**The task**
Begin at the line with "Phrase: bill 96 sign" and output every line through the end of the records, exactly as given. Omit pictures.

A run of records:
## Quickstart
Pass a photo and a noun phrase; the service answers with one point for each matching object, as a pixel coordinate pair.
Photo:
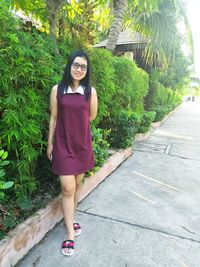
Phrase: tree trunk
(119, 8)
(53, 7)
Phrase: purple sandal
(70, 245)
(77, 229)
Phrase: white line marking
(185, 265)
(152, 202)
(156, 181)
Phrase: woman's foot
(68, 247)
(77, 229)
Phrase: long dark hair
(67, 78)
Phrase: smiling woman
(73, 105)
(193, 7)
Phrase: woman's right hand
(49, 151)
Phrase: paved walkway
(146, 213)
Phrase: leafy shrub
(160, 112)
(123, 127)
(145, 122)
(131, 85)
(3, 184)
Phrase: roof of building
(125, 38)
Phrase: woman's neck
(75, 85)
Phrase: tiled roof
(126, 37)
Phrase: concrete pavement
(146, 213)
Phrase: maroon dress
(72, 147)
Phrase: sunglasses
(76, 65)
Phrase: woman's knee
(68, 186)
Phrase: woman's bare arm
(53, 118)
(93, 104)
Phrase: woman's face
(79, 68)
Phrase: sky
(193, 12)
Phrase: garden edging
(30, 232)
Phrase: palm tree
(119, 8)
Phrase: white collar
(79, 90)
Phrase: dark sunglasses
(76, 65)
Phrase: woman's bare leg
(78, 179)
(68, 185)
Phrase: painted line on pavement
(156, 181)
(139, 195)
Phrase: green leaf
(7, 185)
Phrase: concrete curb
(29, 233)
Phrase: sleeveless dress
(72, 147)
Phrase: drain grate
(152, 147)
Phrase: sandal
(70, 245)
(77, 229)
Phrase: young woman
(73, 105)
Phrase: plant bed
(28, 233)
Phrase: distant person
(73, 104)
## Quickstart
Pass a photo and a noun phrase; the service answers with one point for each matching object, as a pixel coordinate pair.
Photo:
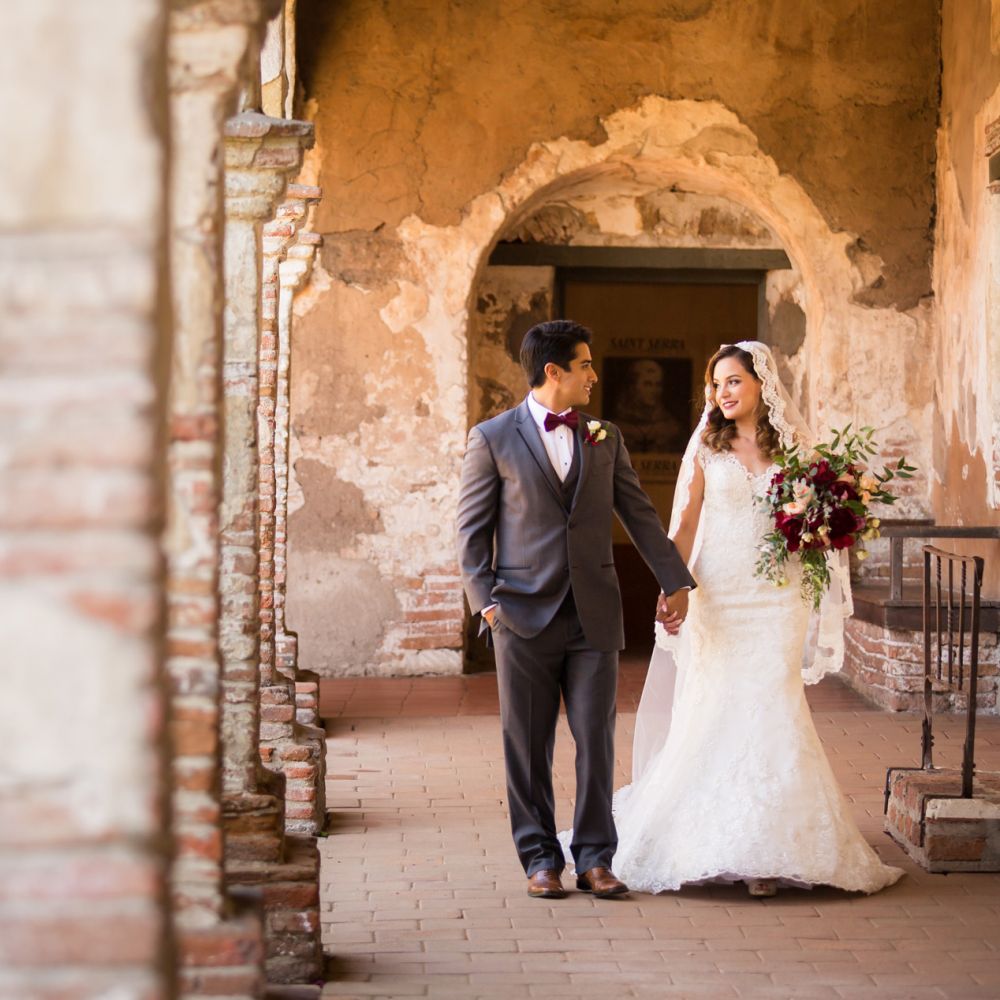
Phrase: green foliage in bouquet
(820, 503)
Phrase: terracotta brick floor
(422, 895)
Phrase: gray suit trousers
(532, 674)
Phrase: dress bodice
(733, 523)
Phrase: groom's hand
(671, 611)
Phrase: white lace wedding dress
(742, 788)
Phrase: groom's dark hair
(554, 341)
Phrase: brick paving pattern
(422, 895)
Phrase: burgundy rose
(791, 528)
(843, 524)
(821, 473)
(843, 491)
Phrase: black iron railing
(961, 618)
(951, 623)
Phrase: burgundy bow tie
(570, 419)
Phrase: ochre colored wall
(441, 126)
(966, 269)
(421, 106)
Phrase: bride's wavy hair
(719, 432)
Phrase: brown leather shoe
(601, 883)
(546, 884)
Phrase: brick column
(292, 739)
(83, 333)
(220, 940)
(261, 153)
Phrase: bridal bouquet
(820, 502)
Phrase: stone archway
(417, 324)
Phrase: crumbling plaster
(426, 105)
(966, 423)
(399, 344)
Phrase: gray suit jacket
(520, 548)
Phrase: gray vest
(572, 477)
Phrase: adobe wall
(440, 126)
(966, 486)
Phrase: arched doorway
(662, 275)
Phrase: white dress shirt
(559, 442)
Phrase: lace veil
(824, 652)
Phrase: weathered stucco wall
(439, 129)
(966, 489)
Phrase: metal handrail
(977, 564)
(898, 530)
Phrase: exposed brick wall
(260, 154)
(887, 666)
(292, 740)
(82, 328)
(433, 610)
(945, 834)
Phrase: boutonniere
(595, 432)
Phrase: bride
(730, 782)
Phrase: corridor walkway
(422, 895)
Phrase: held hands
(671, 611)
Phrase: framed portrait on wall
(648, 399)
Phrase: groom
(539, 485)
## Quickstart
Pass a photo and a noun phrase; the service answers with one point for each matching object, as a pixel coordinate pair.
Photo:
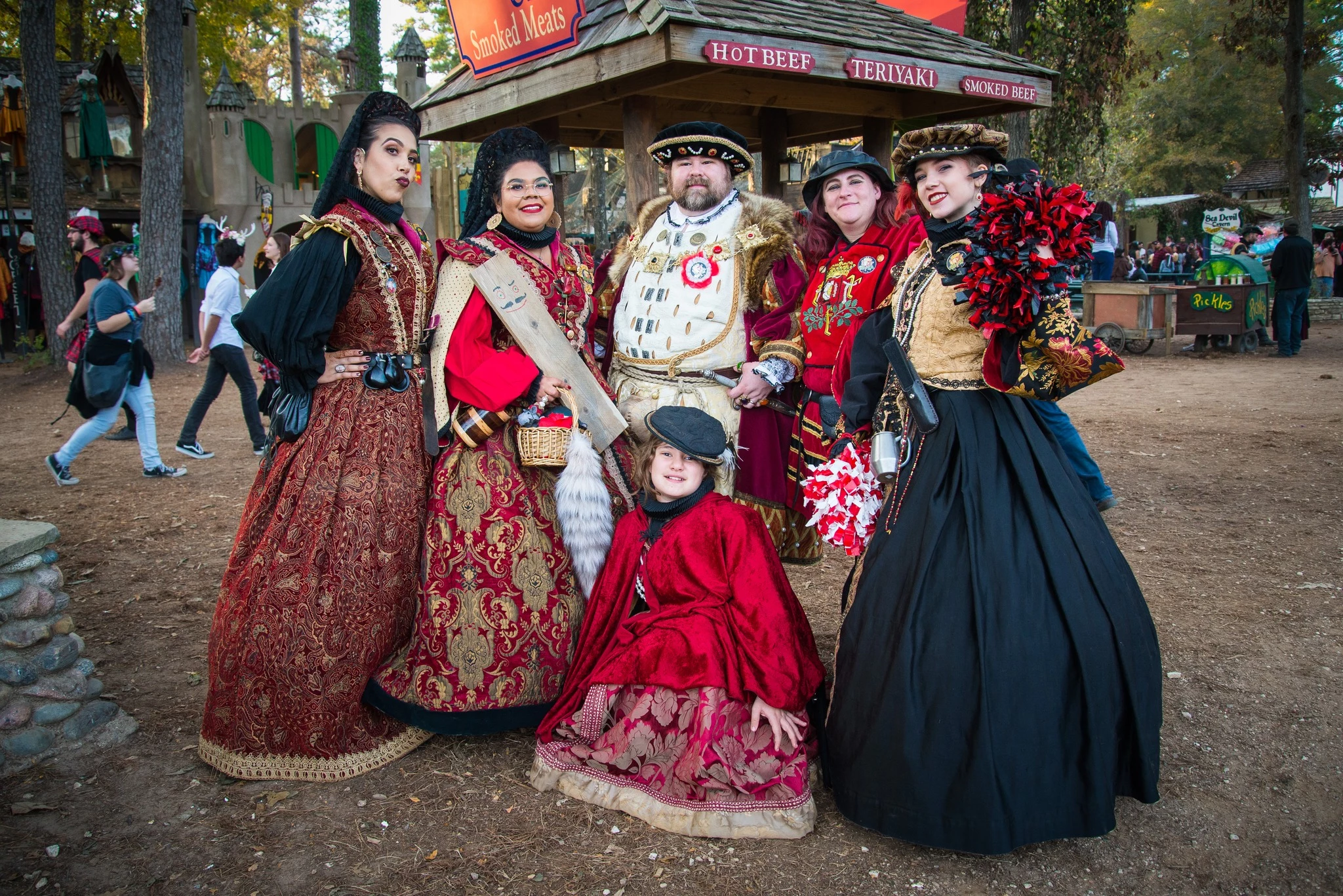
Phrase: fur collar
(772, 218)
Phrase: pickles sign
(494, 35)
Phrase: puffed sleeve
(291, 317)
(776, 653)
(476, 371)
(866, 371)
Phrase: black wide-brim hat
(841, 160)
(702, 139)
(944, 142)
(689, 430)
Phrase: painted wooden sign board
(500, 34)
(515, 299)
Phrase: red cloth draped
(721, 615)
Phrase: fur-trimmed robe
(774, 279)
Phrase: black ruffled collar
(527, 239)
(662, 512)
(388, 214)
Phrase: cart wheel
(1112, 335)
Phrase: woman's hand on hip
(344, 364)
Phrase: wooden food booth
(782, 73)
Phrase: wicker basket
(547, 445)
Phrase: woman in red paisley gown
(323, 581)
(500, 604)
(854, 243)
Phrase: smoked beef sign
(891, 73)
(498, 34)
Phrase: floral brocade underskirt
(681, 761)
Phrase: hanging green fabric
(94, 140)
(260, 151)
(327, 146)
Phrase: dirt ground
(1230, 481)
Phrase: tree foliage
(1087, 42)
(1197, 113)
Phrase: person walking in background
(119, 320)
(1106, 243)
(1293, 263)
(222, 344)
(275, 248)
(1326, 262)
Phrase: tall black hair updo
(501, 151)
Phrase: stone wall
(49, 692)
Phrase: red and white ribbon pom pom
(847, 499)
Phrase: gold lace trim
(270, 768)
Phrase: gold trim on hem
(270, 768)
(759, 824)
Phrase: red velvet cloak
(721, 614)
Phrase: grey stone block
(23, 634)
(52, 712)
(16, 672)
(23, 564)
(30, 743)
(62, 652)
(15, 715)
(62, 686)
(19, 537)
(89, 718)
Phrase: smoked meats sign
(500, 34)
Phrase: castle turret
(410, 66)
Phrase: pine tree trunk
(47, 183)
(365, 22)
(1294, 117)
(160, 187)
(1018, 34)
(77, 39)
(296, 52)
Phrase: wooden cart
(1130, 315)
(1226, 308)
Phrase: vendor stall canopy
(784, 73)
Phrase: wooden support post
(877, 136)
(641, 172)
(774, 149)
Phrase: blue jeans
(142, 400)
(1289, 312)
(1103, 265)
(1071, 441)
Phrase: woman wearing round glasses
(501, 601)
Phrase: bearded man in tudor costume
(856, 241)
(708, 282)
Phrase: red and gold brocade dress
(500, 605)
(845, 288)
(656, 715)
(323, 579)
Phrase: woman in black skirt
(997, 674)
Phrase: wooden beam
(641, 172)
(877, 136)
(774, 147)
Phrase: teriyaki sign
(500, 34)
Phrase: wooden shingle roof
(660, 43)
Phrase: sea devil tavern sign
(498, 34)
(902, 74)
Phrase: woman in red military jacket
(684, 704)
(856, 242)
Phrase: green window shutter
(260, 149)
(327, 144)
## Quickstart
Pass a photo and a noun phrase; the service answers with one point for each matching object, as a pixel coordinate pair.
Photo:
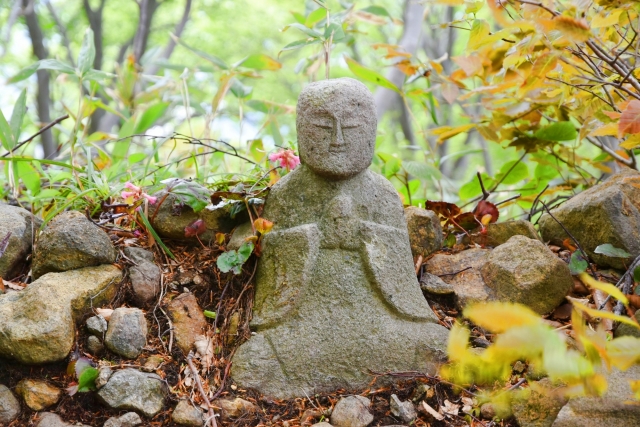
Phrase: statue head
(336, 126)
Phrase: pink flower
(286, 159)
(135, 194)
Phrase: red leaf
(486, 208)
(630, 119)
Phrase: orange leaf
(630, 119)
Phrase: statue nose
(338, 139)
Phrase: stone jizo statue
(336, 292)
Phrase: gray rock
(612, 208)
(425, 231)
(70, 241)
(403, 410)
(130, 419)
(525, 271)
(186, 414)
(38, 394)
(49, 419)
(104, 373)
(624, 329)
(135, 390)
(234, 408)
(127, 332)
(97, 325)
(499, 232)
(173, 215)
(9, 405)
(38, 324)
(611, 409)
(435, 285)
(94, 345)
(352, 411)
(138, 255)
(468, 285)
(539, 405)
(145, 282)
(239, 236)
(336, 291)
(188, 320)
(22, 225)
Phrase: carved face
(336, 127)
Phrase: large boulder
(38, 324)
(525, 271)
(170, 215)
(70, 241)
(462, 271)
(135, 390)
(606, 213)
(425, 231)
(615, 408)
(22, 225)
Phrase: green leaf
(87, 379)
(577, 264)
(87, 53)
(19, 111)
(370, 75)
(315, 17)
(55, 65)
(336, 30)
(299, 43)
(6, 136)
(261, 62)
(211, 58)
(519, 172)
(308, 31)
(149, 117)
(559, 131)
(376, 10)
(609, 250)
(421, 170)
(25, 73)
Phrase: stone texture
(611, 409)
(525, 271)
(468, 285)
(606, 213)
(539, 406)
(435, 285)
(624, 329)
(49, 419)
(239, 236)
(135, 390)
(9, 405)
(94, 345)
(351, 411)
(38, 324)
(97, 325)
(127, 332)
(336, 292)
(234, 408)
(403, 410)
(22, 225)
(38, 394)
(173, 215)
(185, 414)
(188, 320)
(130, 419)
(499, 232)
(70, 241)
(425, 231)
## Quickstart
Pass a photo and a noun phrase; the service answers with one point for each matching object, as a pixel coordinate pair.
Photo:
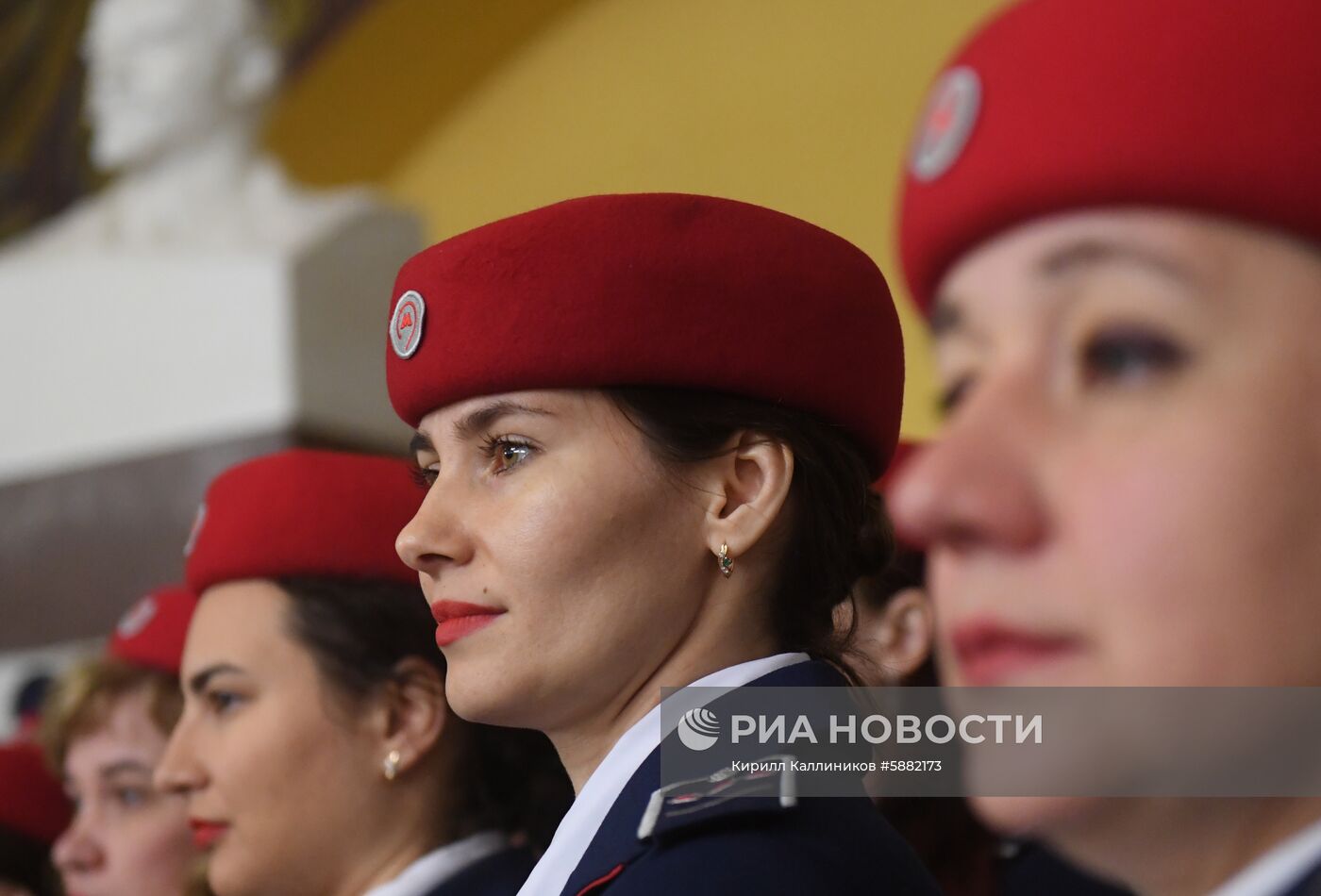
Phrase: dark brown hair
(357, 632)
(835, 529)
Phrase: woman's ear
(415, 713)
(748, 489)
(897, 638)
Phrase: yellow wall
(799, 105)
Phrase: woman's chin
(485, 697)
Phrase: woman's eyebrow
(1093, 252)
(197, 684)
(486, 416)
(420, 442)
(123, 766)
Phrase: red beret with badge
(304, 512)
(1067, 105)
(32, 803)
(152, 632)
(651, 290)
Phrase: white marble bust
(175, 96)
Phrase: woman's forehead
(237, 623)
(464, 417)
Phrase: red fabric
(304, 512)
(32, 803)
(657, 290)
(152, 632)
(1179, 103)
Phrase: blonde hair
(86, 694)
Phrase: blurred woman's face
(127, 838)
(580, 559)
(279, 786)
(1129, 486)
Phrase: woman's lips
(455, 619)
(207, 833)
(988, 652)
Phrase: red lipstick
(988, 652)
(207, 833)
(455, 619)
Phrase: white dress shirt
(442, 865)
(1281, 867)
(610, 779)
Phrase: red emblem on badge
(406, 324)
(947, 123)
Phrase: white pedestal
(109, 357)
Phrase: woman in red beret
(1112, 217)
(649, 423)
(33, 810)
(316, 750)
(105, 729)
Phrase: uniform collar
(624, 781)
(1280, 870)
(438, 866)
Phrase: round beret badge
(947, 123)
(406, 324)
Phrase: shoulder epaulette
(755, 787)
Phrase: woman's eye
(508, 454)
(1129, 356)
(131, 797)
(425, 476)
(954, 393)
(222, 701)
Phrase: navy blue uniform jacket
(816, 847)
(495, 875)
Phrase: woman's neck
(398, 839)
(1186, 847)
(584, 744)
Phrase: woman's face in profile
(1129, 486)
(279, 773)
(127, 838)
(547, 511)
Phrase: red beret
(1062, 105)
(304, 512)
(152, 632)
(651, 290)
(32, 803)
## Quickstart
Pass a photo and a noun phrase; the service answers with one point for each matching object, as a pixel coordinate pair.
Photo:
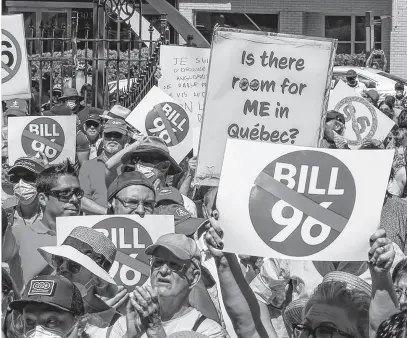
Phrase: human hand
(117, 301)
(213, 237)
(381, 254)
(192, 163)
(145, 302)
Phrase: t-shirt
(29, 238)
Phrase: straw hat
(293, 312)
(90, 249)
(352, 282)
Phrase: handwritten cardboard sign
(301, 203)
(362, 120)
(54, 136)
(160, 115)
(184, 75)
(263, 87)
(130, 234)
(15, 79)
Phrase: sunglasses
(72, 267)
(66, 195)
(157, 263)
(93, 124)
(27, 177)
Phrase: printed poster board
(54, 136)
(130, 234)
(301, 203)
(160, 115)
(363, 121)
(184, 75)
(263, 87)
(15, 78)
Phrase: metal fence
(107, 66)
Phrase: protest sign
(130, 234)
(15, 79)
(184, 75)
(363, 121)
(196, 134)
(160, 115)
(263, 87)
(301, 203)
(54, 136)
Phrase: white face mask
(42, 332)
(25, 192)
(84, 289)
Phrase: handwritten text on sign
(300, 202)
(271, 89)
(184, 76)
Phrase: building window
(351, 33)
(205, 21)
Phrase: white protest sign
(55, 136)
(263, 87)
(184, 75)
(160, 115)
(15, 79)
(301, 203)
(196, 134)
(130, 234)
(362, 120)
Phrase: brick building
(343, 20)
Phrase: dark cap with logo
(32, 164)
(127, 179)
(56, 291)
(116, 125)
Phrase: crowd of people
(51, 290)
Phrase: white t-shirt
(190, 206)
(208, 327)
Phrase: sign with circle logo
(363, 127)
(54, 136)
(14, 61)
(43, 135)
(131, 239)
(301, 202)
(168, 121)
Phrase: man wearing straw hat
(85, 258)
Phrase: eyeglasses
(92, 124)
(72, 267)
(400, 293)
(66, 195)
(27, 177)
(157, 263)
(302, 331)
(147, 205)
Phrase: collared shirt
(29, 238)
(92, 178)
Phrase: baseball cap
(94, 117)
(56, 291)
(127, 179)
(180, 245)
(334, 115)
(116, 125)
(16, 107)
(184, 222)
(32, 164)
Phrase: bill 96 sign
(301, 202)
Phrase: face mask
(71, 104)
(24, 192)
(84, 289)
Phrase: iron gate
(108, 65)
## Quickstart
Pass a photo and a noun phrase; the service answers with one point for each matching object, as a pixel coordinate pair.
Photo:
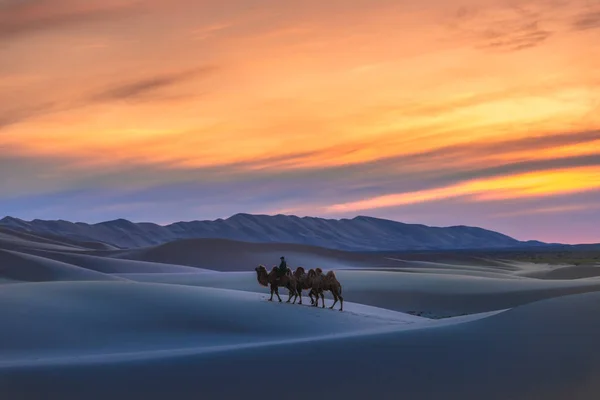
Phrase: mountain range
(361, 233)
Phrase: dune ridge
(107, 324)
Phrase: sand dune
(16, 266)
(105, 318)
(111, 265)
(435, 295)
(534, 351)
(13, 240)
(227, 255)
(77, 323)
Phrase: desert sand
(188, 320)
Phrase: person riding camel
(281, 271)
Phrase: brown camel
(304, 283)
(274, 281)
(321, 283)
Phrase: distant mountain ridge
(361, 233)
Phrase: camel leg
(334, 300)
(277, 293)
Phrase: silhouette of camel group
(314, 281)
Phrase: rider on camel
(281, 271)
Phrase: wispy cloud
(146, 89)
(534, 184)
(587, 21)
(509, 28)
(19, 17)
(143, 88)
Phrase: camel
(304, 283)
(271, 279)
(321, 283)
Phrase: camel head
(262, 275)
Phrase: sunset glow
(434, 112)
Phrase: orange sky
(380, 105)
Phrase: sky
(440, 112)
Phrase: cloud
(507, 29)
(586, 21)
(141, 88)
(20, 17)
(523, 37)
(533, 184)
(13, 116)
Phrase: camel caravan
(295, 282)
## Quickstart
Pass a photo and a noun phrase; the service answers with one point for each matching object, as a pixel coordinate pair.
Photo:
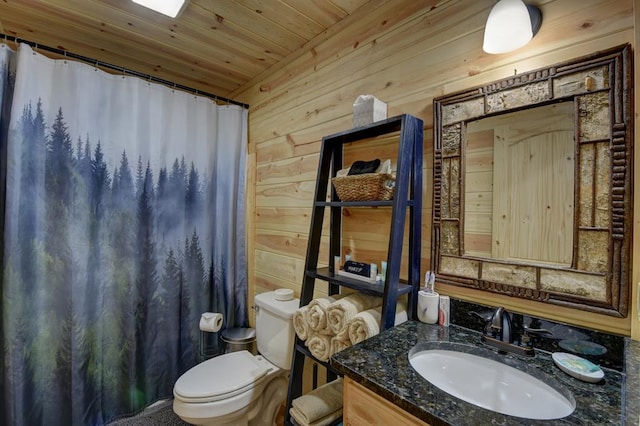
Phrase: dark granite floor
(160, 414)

**Worked solution**
Phrase: bill 96 sign
(301, 202)
Phrase: face mask
(71, 104)
(24, 192)
(84, 289)
Phrase: iron gate
(108, 65)
## Quickstart
Pass a photo and a noun phrase; the service answers with one point for each matching object, as a pixel coordinate pair.
Photo:
Phrase: mountain range
(361, 233)
Phrase: dune ridge
(107, 324)
Phrase: sand dune
(16, 266)
(105, 318)
(111, 265)
(435, 295)
(534, 351)
(13, 240)
(227, 255)
(77, 323)
Phrase: desert sand
(188, 320)
Phrase: person riding camel
(281, 271)
Phrase: brown camel
(304, 283)
(274, 281)
(321, 283)
Phrase: distant mountain ridge
(361, 233)
Phrase: camel leg
(334, 300)
(277, 293)
Phrase: silhouette of camel group
(314, 281)
Phrase: rider on camel
(281, 271)
Phrase: wispy cloud
(146, 89)
(534, 184)
(587, 21)
(509, 28)
(19, 17)
(143, 88)
Phrase: camel
(304, 283)
(271, 279)
(321, 283)
Phrase: camel head
(262, 275)
Phrase: sunset glow
(434, 112)
Phrase: orange sky
(380, 105)
Phrase: sky
(440, 112)
Phrase: cloud
(507, 29)
(586, 21)
(141, 88)
(20, 17)
(523, 37)
(533, 184)
(13, 116)
Phrase: camel caravan
(295, 282)
## Quickstart
Pass a photo and a noun phrase; the service answers with one point for each matching object, as a pixel coordinate pair.
Photo:
Phrase: dark granite floor
(160, 414)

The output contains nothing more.